Exercise requirements >>
A: From the essay on alignment evidence, return the passage that opens with the words containing "Of course, extrapolations" and closes with "(example [LW · GW]).".
B: In the essay on alignment evidence, what is the alignment field said to be mainly bottlenecked on?

Source >>
:::

Of course, usually qualitative arguments are informed by and supplemented with other sources of evidence that can provide a quantitative estimate, and then the presumption of independence is applied after incorporating these different sources (which is usually a considerably better situation to be in, unequivocally more grounded in reality). We can even explicitly reason qualitatively about the different relative magnitudes of some dynamics, as in How likely is deceptive alignment? [LW · GW].

And sometimes, in even less explicit ways, intuitive assessments of the strength of quantitative effects (or even the fundamental shape of the qualitative arguments) are already informed by grokked structure in reality coming from other sources of evidence. And of course, here talking about the actual structure, the actual evidence, will be more informative (even while acknowledging our credal relationship to this evidence might not be completely transmittable in language, given some hard-earned expert intuitions).

In any event, the above mentioned tacit assumption lurks in the background of some more superficial discussions, and sadly reality doesn’t seem to be as simple as to permit its high-confidence application.

2. Empirics and extrapolations

We can obtain information about the technical cruxes from the current paradigm. This doesn’t imply abandoning our abstractions and predictions, or ignoring the fact that according to them phase changes are still to come between current systems and dangerous systems. But they are, ultimately, the most valuable way to test our intuitions. So the valuable actions here are less blindly and agnostically listening to the flow of information, and more purposefully finding the few empirical tests that could probe some corners of our abstractions (as difficult as this might be, given our abstractions talk about far situations, and in qualitative terms). For this purpose, maybe examining the ML literature is not enough, and experimentation with goals different than those of academia is required.

Of course, extrapolations are also theory-laden, since we need to decide which contributing factors to take into account. That said, these factors can in turn be estimated, and so on, yielding fruitful intertwining of our qualitative abstractions with quantitative feedback, that can eventually be tested against reality.

Work that provides more data (example [LW · GW]) can be distinguished from work that interprets it (example [LW · GW]).

3. Mathematical results about local search in general

The motivating example for this class is mathematical theorems about the behavior of SGD in the limit, or approximations / conjectures of them (example: infinite-width limits of neural networks [LW · GW], and how they help understand inductive biases and training dynamics). That is, we think about the local search process in general and in the abstract, averaged over all possible tasks and models. Many times we get conceptual assessments instead of fully formal mathematical results, closer to qualitative arguments. Here deep familiarity with the Deep Learning literature would seem positive.

4. Mentally approximating empirical evidence

As mentioned above and by many [LW · GW], the alignment field seems mainly bottlenecked on not being able to test the dynamics we most worry about, or iterate [LW · GW] experimentally on robust metrics. We don’t have the privilege of waiting for more concrete evidence, and the whole field is trying to get ahead of the curve and place the bandaid before the wound.

:::

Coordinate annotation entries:
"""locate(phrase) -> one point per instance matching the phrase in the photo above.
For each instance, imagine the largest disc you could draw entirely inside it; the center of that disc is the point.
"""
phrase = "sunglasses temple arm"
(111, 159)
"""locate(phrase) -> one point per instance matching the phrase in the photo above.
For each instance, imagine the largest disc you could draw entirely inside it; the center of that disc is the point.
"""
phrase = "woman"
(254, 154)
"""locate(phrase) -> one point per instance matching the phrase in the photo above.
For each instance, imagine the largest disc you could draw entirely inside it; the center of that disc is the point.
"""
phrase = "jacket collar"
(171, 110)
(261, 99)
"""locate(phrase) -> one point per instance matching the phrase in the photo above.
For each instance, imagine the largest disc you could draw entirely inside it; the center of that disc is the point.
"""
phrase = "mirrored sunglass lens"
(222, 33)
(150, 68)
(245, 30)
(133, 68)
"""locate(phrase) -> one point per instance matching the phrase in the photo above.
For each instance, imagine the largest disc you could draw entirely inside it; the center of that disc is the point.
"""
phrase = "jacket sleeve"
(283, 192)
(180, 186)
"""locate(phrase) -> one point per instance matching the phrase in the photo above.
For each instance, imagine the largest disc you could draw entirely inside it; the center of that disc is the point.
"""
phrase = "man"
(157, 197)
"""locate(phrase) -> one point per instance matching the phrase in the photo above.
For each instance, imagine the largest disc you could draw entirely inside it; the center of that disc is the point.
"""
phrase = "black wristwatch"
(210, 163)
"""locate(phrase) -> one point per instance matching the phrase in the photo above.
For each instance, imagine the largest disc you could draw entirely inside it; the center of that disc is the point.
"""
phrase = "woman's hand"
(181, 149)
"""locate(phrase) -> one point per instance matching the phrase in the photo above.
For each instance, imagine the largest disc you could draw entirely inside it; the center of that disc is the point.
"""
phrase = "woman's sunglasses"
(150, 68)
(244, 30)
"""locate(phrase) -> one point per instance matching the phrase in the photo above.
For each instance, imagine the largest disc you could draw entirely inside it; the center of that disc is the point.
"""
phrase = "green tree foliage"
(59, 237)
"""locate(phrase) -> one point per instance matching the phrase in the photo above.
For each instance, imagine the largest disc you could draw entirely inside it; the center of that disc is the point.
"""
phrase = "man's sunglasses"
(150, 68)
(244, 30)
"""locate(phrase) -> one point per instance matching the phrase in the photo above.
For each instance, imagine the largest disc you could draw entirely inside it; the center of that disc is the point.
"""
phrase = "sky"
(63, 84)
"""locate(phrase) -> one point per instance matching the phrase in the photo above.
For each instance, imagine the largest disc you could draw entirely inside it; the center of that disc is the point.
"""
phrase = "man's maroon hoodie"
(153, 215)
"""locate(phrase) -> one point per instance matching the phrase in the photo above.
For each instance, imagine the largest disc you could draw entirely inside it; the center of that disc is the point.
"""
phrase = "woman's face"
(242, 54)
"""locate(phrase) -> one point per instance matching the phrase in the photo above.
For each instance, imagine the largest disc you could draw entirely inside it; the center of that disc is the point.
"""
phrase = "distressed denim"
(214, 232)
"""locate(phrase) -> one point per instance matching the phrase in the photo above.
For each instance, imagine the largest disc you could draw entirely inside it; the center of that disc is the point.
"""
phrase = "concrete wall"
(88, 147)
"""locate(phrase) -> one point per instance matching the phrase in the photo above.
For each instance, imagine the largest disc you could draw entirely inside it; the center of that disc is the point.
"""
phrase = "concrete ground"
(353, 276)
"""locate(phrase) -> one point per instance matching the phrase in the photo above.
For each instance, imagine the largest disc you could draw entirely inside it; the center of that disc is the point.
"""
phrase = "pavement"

:::

Results of the exercise >>
A:
Of course, extrapolations are also theory-laden, since we need to decide which contributing factors to take into account. That said, these factors can in turn be estimated, and so on, yielding fruitful intertwining of our qualitative abstractions with quantitative feedback, that can eventually be tested against reality.

Work that provides more data (example [LW · GW]) can be distinguished from work that interprets it (example [LW · GW]).

B: Not being able to test the dynamics we most worry about, or iterate experimentally on robust metrics.